(Location identification items)
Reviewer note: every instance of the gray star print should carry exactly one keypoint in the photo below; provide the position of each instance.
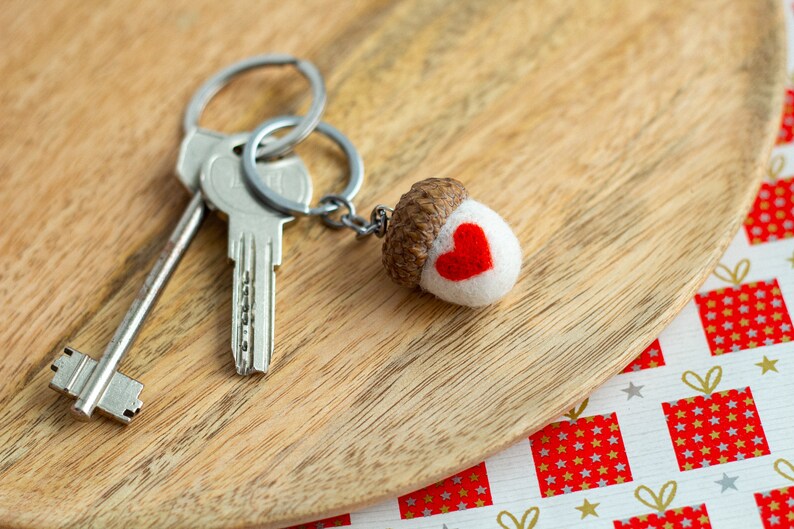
(727, 482)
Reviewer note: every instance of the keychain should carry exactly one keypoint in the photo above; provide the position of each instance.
(436, 238)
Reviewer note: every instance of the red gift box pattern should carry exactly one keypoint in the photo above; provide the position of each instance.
(776, 507)
(714, 428)
(465, 490)
(336, 521)
(786, 132)
(650, 357)
(772, 215)
(691, 517)
(743, 316)
(579, 454)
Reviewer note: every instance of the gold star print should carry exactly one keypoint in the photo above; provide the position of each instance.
(587, 509)
(767, 365)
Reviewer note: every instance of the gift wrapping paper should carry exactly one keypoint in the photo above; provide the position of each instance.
(696, 433)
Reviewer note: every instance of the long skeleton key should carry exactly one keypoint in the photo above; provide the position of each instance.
(254, 244)
(98, 384)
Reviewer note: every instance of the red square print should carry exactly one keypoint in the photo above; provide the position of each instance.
(694, 517)
(650, 357)
(772, 216)
(716, 428)
(465, 490)
(744, 317)
(579, 454)
(776, 508)
(786, 132)
(342, 520)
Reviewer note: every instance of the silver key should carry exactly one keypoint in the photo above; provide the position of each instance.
(254, 244)
(98, 385)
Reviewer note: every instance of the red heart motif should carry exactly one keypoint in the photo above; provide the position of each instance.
(471, 255)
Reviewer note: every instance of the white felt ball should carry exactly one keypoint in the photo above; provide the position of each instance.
(474, 260)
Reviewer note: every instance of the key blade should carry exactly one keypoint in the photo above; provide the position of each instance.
(119, 401)
(255, 233)
(254, 295)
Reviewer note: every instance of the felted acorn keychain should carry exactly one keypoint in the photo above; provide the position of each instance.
(437, 238)
(440, 240)
(444, 242)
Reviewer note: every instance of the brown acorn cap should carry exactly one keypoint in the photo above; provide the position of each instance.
(414, 225)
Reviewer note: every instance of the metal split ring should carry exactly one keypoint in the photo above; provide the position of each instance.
(290, 207)
(303, 127)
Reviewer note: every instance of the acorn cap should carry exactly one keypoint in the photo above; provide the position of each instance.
(414, 225)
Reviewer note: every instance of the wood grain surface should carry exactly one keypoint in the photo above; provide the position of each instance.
(624, 140)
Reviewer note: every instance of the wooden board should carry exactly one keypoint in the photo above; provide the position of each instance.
(623, 140)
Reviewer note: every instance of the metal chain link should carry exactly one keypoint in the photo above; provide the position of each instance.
(378, 219)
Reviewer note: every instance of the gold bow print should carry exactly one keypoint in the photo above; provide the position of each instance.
(776, 165)
(575, 413)
(735, 276)
(659, 502)
(528, 520)
(784, 468)
(707, 385)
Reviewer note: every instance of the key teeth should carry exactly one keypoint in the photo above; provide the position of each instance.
(120, 400)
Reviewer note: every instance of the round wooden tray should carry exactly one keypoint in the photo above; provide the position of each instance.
(623, 140)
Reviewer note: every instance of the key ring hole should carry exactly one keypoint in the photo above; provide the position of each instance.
(299, 132)
(289, 207)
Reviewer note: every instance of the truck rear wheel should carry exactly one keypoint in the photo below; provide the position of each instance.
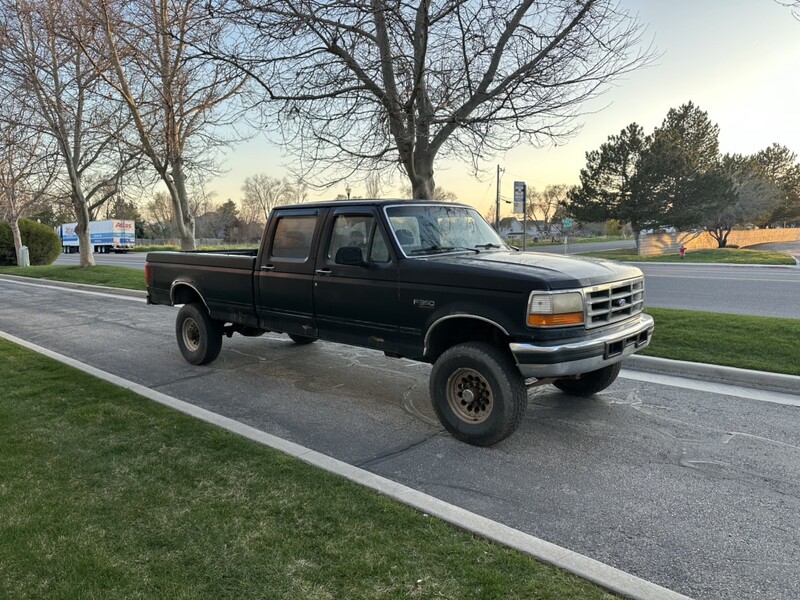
(590, 383)
(199, 336)
(478, 393)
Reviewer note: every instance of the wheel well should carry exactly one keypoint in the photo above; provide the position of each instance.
(186, 294)
(459, 330)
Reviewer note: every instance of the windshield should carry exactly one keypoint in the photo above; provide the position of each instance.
(423, 229)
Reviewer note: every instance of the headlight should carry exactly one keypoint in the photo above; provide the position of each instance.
(555, 310)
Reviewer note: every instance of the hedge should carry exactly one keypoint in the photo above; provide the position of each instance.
(43, 244)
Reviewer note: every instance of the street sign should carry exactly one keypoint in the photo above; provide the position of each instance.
(519, 197)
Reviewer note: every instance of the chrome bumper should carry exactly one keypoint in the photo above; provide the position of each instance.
(562, 359)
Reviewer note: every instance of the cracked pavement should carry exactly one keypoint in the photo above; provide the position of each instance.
(695, 491)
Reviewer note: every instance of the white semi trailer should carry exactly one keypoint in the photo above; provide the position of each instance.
(112, 235)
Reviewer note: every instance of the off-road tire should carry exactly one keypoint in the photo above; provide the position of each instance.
(590, 383)
(199, 336)
(478, 393)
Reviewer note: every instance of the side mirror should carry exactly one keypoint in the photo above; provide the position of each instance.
(350, 255)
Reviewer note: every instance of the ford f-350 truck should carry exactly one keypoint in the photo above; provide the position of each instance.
(428, 281)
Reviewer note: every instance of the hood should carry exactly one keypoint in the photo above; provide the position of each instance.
(525, 270)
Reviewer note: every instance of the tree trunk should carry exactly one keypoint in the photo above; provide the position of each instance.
(14, 223)
(180, 204)
(421, 176)
(82, 231)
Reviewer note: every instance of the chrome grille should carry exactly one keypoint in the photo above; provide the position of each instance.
(611, 303)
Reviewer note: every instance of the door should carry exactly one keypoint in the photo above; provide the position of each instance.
(357, 303)
(285, 276)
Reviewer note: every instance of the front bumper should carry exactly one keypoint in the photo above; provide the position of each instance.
(562, 359)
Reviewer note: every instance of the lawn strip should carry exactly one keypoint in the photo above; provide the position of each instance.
(761, 343)
(718, 255)
(121, 277)
(106, 494)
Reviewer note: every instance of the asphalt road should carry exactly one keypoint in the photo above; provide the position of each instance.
(695, 491)
(763, 291)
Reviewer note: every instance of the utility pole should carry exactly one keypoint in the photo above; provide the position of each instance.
(497, 204)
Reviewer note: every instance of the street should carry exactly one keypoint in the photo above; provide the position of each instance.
(695, 491)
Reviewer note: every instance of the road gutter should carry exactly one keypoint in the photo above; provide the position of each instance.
(608, 577)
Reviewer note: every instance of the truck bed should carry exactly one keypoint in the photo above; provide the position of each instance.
(223, 277)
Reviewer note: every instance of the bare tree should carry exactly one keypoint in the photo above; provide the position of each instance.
(177, 99)
(158, 212)
(544, 205)
(374, 185)
(263, 193)
(361, 87)
(27, 168)
(52, 79)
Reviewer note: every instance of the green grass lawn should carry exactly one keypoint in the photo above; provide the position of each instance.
(105, 494)
(760, 343)
(717, 255)
(121, 277)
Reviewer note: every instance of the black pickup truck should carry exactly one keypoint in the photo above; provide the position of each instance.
(428, 281)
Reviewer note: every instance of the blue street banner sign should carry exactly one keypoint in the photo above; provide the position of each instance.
(519, 197)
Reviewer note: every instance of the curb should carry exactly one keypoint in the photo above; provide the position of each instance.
(605, 576)
(650, 263)
(762, 380)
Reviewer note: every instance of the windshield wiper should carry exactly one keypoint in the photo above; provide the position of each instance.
(443, 249)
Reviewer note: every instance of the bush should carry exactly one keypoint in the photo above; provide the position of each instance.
(43, 244)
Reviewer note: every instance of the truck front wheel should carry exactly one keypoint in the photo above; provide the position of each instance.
(199, 336)
(590, 383)
(478, 393)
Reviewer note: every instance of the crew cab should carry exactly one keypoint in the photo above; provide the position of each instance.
(428, 281)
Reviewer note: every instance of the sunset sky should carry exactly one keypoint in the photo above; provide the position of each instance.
(739, 60)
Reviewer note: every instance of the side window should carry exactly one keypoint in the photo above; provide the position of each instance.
(379, 251)
(293, 235)
(359, 231)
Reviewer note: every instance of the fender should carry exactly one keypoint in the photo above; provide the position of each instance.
(181, 282)
(458, 315)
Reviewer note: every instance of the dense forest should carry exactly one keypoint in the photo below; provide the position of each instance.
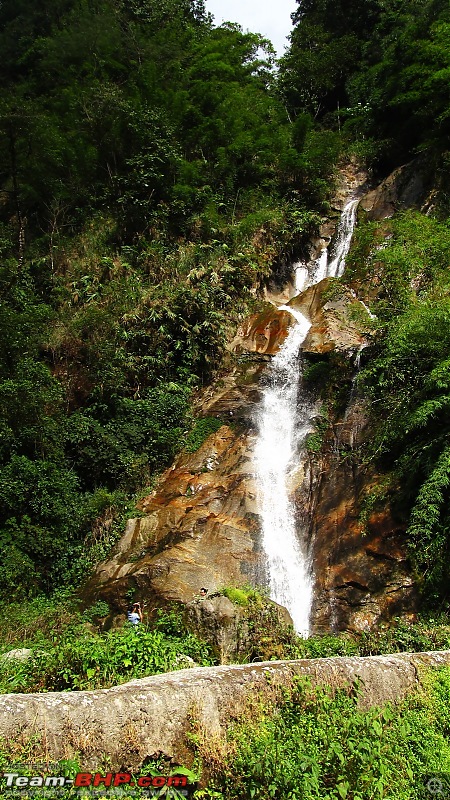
(155, 171)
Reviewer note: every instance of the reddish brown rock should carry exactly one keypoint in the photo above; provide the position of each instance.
(199, 529)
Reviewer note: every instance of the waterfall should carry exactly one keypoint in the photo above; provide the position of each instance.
(283, 424)
(284, 419)
(308, 275)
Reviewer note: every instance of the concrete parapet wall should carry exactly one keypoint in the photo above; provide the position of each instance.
(139, 718)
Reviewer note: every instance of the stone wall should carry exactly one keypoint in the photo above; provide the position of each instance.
(153, 715)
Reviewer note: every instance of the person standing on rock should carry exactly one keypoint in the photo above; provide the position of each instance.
(134, 615)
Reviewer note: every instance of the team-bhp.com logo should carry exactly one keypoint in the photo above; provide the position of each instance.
(91, 780)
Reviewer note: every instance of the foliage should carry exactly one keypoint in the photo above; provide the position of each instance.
(315, 743)
(72, 657)
(203, 428)
(376, 70)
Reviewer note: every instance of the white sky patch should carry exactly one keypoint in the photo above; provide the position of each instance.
(271, 19)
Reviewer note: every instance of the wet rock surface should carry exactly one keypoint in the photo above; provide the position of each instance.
(201, 525)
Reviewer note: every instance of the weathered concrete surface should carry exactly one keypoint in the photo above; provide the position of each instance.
(143, 717)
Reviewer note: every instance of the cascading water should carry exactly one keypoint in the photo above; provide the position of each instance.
(284, 419)
(283, 425)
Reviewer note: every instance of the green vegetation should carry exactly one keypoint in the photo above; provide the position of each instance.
(68, 654)
(316, 745)
(406, 262)
(150, 180)
(376, 70)
(203, 428)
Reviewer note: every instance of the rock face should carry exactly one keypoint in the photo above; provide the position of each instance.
(151, 716)
(362, 572)
(201, 527)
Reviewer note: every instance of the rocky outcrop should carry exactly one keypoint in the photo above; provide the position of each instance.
(199, 529)
(332, 315)
(147, 717)
(408, 186)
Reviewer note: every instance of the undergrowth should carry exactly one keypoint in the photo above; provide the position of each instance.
(315, 745)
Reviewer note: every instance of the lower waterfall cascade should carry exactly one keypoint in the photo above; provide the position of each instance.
(284, 419)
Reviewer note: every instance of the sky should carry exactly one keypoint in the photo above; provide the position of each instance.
(269, 17)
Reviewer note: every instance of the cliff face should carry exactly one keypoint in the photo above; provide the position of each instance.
(201, 526)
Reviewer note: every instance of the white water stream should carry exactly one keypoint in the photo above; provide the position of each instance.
(284, 419)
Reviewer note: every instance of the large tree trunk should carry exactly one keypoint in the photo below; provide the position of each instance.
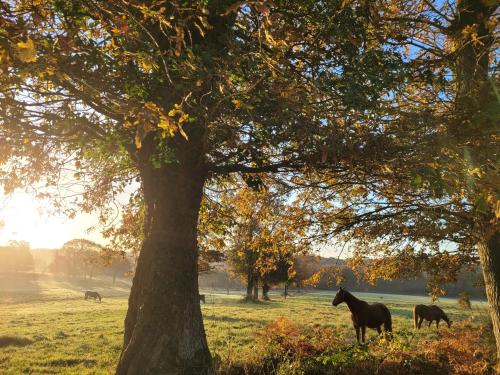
(265, 291)
(489, 253)
(256, 289)
(249, 296)
(164, 331)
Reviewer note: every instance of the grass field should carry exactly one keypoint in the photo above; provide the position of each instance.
(46, 327)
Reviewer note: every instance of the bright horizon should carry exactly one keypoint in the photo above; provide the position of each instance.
(26, 218)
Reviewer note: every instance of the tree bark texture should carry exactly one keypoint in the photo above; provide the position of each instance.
(164, 331)
(489, 254)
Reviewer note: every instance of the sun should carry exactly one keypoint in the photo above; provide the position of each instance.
(29, 219)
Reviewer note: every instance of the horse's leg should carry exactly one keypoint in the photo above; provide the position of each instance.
(357, 333)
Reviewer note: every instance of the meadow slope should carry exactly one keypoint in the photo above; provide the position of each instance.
(46, 326)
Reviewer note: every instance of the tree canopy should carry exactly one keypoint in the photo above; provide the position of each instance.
(389, 107)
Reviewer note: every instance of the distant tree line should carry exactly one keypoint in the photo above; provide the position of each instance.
(76, 258)
(311, 272)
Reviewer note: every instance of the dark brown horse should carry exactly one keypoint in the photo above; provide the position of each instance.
(429, 313)
(364, 314)
(94, 295)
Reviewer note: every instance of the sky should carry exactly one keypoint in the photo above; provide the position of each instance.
(28, 219)
(25, 218)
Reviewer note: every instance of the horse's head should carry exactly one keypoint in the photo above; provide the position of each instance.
(339, 297)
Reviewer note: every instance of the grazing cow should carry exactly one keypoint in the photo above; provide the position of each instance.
(94, 295)
(429, 313)
(364, 314)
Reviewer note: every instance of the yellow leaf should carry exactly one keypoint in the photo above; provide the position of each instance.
(25, 51)
(183, 118)
(164, 123)
(236, 102)
(183, 133)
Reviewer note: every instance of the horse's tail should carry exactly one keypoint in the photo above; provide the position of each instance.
(388, 322)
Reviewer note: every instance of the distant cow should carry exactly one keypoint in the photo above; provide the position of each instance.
(429, 313)
(94, 295)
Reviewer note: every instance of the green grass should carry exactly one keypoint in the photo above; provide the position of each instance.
(46, 327)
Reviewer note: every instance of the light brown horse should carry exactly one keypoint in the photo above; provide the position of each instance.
(429, 313)
(364, 314)
(94, 295)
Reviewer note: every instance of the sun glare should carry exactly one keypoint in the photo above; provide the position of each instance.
(29, 219)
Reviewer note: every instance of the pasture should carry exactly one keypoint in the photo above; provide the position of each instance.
(46, 327)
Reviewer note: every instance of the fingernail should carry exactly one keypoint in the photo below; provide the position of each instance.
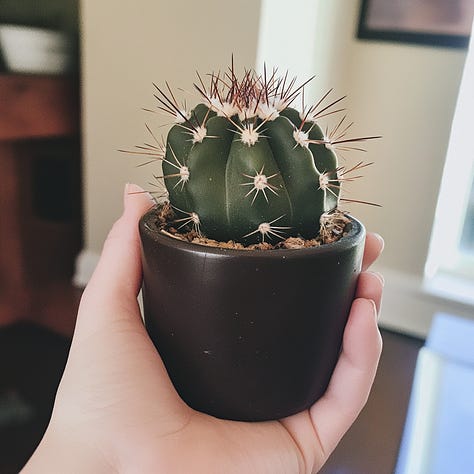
(374, 308)
(380, 239)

** What the task asks **
Your task is to give again, unchanged, the lines from the line that contains "Reviewer note: every instance of the yellow" to the end of the records. Include both end lines but no pictures.

** Written response **
Reviewer note: every instance of the yellow leaf should carry exactly one keypoint in the photo above; provide the position of each instance.
(25, 51)
(183, 118)
(164, 123)
(236, 102)
(183, 133)
Reviewer note: every instance of the horse's tail should carry exactly one keypoint in the photo above; provide the position of each instance.
(388, 322)
Reviewer note: every instance of the distant cow should carry exactly one keypoint in the photo above; provide the position of each instance.
(429, 313)
(94, 295)
Reviewer note: every instance of the green grass should carry exactly one keypoint in the photo above; provide the position of each instance.
(46, 327)
Reviewer note: every instance of the light brown horse should carry exactly one keypoint in the photo above; provide the position of each instance.
(429, 313)
(364, 314)
(94, 295)
Reviewer note: every instance of the sun glare should carry exactly one keypoint in the photo above; provide the position of each instance.
(29, 219)
Reviewer note: every instance of the pasture should carry exactly one keypoint in the photo above; provide the position of each instance.
(46, 327)
Reviewer note: every instance of the fingernail should carry exactly one keypoint in the photo below; provide the position of each instance.
(374, 308)
(380, 239)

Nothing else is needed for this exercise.